What you will do: Verbatim repeat, images excluded. Give each entry again as written.

(Stored dataset items)
------------

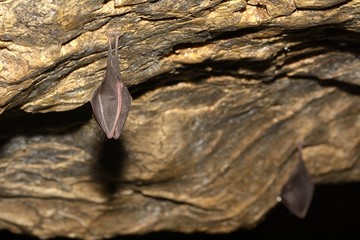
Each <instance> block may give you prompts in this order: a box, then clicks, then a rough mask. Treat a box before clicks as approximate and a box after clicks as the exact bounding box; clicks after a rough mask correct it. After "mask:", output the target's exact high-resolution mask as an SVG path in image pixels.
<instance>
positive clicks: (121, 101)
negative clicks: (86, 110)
mask: <svg viewBox="0 0 360 240" xmlns="http://www.w3.org/2000/svg"><path fill="white" fill-rule="evenodd" d="M112 37H113V38H115V53H114V55H113V49H112V48H111V44H112V43H111V38H112ZM119 37H120V34H117V33H109V34H108V45H109V49H108V57H107V68H106V74H105V79H104V80H103V82H102V83H101V84H100V86H99V87H98V88H97V89H96V90H95V92H94V95H93V96H92V98H91V100H90V102H91V106H92V108H93V112H94V115H95V118H96V120H97V122H98V124H99V125H100V127H101V129H102V130H103V131H104V133H105V134H106V137H107V138H109V139H110V138H114V139H118V138H119V137H120V134H121V130H122V128H123V127H124V124H125V122H126V118H127V116H128V113H129V110H130V105H131V101H132V98H131V95H130V93H129V91H128V89H127V88H126V87H125V86H124V84H123V83H122V82H121V79H120V66H119V64H120V63H119V56H118V55H119V52H118V46H119Z"/></svg>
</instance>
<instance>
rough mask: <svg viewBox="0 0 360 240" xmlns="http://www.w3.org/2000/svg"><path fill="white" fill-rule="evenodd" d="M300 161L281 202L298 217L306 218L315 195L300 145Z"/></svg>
mask: <svg viewBox="0 0 360 240" xmlns="http://www.w3.org/2000/svg"><path fill="white" fill-rule="evenodd" d="M298 151H299V159H298V162H297V164H296V166H295V169H294V171H293V173H292V174H291V176H290V178H289V180H288V181H287V183H286V184H285V185H284V186H283V188H282V190H281V195H280V198H281V202H282V203H283V204H284V206H285V207H286V208H287V209H288V210H289V211H290V212H291V213H292V214H294V215H295V216H296V217H298V218H305V216H306V214H307V211H308V209H309V207H310V203H311V200H312V197H313V193H314V183H313V182H312V180H311V178H310V176H309V174H308V172H307V171H306V168H305V165H304V161H303V158H302V153H301V152H302V146H301V144H298Z"/></svg>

------------

Exercise output:
Each <instance> block may give you prompts in this order: a box, then clicks, then a rough mask. Treat a box before clicks as approximate and a box after clicks as the exact bounding box; clicks after a rough mask correct it. After "mask:", output the target's exact high-resolution mask as an SVG path in image pixels.
<instance>
positive clicks: (121, 101)
negative clicks: (86, 110)
mask: <svg viewBox="0 0 360 240" xmlns="http://www.w3.org/2000/svg"><path fill="white" fill-rule="evenodd" d="M112 37H113V38H115V53H114V55H113V49H112V48H111V44H112V43H111V38H112ZM119 37H120V34H117V33H109V34H108V45H109V49H108V57H107V68H106V74H105V79H104V80H103V82H102V83H101V84H100V86H99V87H98V88H97V89H96V90H95V92H94V95H93V96H92V98H91V100H90V102H91V106H92V108H93V112H94V115H95V118H96V120H97V122H98V124H99V125H100V127H101V129H102V130H103V131H104V133H105V134H106V137H107V138H109V139H110V138H114V139H118V138H119V137H120V134H121V130H122V128H123V127H124V124H125V122H126V118H127V116H128V113H129V110H130V105H131V101H132V98H131V95H130V93H129V91H128V89H127V88H126V87H125V86H124V84H123V83H122V82H121V79H120V66H119V64H120V63H119V56H118V55H119V52H118V46H119Z"/></svg>
</instance>
<instance>
rough mask: <svg viewBox="0 0 360 240" xmlns="http://www.w3.org/2000/svg"><path fill="white" fill-rule="evenodd" d="M300 161L281 202L298 217L306 218L315 195L300 145Z"/></svg>
mask: <svg viewBox="0 0 360 240" xmlns="http://www.w3.org/2000/svg"><path fill="white" fill-rule="evenodd" d="M298 151H299V159H298V162H297V164H296V166H295V169H294V171H293V173H292V174H291V176H290V178H289V180H288V181H287V183H286V184H285V185H284V186H283V188H282V190H281V195H280V198H281V202H282V203H283V204H284V206H285V207H286V208H287V209H288V210H289V211H290V212H291V213H292V214H294V215H295V216H296V217H298V218H305V216H306V214H307V211H308V209H309V207H310V203H311V200H312V197H313V193H314V183H313V182H312V180H311V178H310V176H309V174H308V172H307V171H306V168H305V165H304V161H303V158H302V153H301V152H302V146H301V144H298Z"/></svg>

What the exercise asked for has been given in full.